● Task statement: Reproduce the listing below word for word, leaving out the pictures.

● Given entries:
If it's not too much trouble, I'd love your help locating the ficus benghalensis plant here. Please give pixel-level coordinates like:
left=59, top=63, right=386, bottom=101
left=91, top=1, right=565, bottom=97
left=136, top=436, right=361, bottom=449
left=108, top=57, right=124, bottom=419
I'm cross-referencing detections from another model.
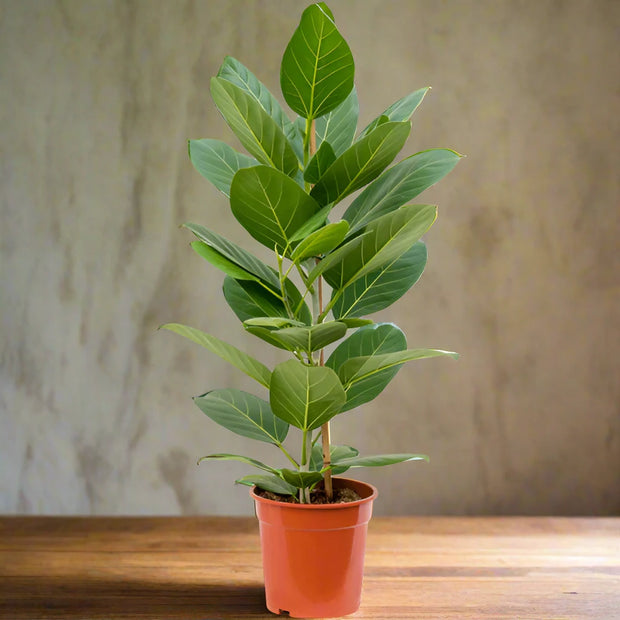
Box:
left=163, top=2, right=460, bottom=502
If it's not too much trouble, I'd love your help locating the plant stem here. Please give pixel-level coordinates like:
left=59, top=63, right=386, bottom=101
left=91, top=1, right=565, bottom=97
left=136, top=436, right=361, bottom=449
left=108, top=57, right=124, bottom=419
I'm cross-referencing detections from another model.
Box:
left=304, top=119, right=334, bottom=500
left=317, top=276, right=334, bottom=501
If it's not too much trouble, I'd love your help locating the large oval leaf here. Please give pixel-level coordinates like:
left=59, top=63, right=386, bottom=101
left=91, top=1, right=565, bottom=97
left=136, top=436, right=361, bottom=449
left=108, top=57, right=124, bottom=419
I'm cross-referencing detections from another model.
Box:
left=194, top=389, right=288, bottom=445
left=359, top=86, right=431, bottom=138
left=235, top=474, right=297, bottom=495
left=190, top=241, right=258, bottom=282
left=320, top=205, right=437, bottom=289
left=310, top=122, right=411, bottom=205
left=280, top=3, right=355, bottom=119
left=337, top=453, right=429, bottom=467
left=188, top=139, right=258, bottom=196
left=336, top=349, right=458, bottom=389
left=325, top=323, right=407, bottom=411
left=159, top=323, right=271, bottom=387
left=198, top=454, right=278, bottom=474
left=315, top=88, right=359, bottom=157
left=269, top=360, right=346, bottom=430
left=223, top=276, right=312, bottom=325
left=183, top=223, right=280, bottom=294
left=230, top=166, right=320, bottom=254
left=211, top=77, right=299, bottom=176
left=217, top=56, right=303, bottom=161
left=332, top=241, right=427, bottom=320
left=343, top=149, right=461, bottom=234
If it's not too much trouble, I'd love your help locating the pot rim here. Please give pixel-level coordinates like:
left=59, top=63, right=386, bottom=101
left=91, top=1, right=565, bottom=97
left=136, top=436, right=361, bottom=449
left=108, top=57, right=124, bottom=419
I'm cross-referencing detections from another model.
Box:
left=250, top=477, right=379, bottom=510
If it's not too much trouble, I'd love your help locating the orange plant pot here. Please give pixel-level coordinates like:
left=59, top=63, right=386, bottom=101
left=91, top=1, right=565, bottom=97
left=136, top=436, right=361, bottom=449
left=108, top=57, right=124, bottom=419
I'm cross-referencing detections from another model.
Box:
left=250, top=478, right=377, bottom=618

● Problem solution:
If it's not too much trouble, I'd love your help locating the ficus benghalensis plant here. Please give pixel-level coordinates like:
left=59, top=63, right=386, bottom=101
left=91, top=1, right=565, bottom=97
left=136, top=436, right=361, bottom=449
left=108, top=57, right=124, bottom=419
I'm cross-referencing detections from another model.
Box:
left=163, top=2, right=460, bottom=502
If it's not too much trouble, I'd love your help locating the plant stem here. Please give pixel-level coordinates like:
left=59, top=63, right=386, bottom=101
left=91, top=1, right=565, bottom=97
left=136, top=436, right=361, bottom=449
left=108, top=57, right=124, bottom=419
I'm cross-referencing detections from another model.
Box:
left=304, top=119, right=334, bottom=500
left=317, top=276, right=334, bottom=501
If it's not too much trouble, I'd love your help locating the large oval leaf here. Please give pixel-level coordinates like:
left=59, top=63, right=386, bottom=101
left=91, top=1, right=565, bottom=97
left=136, top=436, right=361, bottom=449
left=108, top=57, right=124, bottom=419
I'm cross-referencing detections from another model.
Box:
left=194, top=389, right=288, bottom=445
left=359, top=86, right=431, bottom=138
left=235, top=474, right=297, bottom=495
left=190, top=241, right=258, bottom=282
left=320, top=205, right=437, bottom=289
left=310, top=122, right=411, bottom=205
left=280, top=3, right=355, bottom=119
left=337, top=453, right=429, bottom=467
left=188, top=139, right=258, bottom=196
left=336, top=349, right=458, bottom=389
left=325, top=323, right=407, bottom=411
left=159, top=323, right=271, bottom=387
left=198, top=454, right=278, bottom=474
left=315, top=88, right=359, bottom=157
left=269, top=360, right=346, bottom=430
left=223, top=276, right=312, bottom=325
left=183, top=223, right=280, bottom=294
left=230, top=166, right=320, bottom=254
left=211, top=77, right=299, bottom=176
left=217, top=56, right=303, bottom=161
left=332, top=241, right=427, bottom=320
left=343, top=149, right=461, bottom=234
If it's not too much trouble, I'd love your help locating the pot rim here. Please give pixel-level coordinates like:
left=59, top=63, right=386, bottom=101
left=91, top=1, right=565, bottom=97
left=136, top=436, right=361, bottom=449
left=108, top=57, right=124, bottom=419
I'm cross-referencing detections from another model.
Box:
left=250, top=477, right=379, bottom=510
If it's not too much trouble, I'd love your help locating the orange plant pot here. Please give pixel-level coordinates like:
left=59, top=63, right=386, bottom=101
left=91, top=1, right=565, bottom=97
left=136, top=436, right=361, bottom=449
left=108, top=57, right=124, bottom=419
I'm cross-referencing detections from another model.
Box:
left=250, top=478, right=377, bottom=618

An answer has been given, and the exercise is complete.